▸ **Prompt**
Once you reach the line containing "Target: dark bokeh background" in the entries below, write out that line and each one after it down to the line containing "Target: small water droplet", exactly and with nothing added.

▸ **Exercise data**
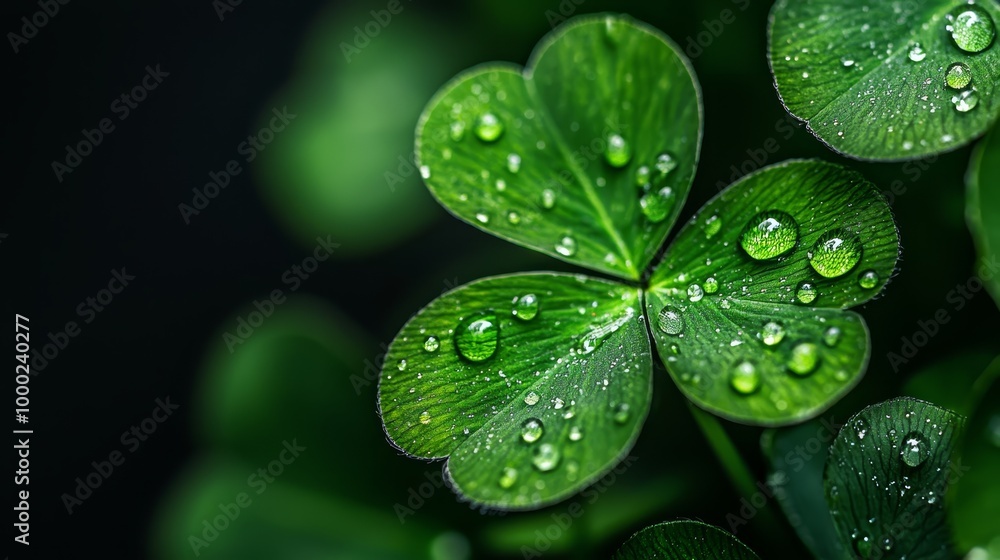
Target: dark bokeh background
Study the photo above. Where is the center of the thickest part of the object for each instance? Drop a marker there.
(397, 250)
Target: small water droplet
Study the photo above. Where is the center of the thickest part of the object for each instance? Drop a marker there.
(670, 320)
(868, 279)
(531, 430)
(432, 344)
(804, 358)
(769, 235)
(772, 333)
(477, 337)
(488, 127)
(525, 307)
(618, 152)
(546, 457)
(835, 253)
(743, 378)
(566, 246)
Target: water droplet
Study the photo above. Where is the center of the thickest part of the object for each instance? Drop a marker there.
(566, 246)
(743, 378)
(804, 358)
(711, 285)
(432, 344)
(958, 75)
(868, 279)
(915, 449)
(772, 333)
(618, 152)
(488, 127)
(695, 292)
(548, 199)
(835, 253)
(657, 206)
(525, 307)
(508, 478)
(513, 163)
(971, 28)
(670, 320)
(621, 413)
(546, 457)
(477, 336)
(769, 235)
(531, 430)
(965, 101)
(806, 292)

---

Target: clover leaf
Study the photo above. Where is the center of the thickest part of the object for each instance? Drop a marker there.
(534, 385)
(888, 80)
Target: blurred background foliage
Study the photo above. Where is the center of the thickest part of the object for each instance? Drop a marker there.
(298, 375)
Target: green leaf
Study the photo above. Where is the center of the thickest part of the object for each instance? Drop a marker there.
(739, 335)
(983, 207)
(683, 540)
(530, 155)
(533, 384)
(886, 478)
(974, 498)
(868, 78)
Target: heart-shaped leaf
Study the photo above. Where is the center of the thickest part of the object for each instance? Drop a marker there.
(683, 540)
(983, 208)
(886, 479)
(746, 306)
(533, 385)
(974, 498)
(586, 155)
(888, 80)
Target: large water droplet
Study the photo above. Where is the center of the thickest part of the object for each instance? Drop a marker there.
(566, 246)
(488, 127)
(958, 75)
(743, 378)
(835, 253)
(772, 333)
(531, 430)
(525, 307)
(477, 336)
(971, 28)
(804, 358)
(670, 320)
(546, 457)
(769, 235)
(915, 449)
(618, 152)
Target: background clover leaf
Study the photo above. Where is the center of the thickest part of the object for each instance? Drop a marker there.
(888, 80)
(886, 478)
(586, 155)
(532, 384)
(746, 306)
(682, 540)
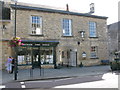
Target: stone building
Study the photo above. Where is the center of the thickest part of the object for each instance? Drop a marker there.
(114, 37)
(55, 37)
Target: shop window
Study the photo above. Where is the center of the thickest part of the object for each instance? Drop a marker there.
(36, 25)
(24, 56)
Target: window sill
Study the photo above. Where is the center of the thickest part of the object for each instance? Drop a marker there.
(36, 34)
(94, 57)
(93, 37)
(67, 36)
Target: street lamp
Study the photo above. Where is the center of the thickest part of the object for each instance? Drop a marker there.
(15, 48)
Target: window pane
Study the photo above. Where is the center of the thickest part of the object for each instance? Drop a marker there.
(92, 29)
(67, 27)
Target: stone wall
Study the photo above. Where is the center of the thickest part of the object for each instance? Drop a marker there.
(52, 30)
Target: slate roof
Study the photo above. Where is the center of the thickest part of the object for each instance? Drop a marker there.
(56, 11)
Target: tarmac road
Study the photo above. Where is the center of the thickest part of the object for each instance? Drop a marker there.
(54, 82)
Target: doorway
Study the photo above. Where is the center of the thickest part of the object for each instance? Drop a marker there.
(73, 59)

▸ **Response for this exercise**
Target: dark bokeh background
Study the photo above. Where is the center of the thickest part of the object for each instance? Drop a marker there.
(397, 250)
Target: small water droplet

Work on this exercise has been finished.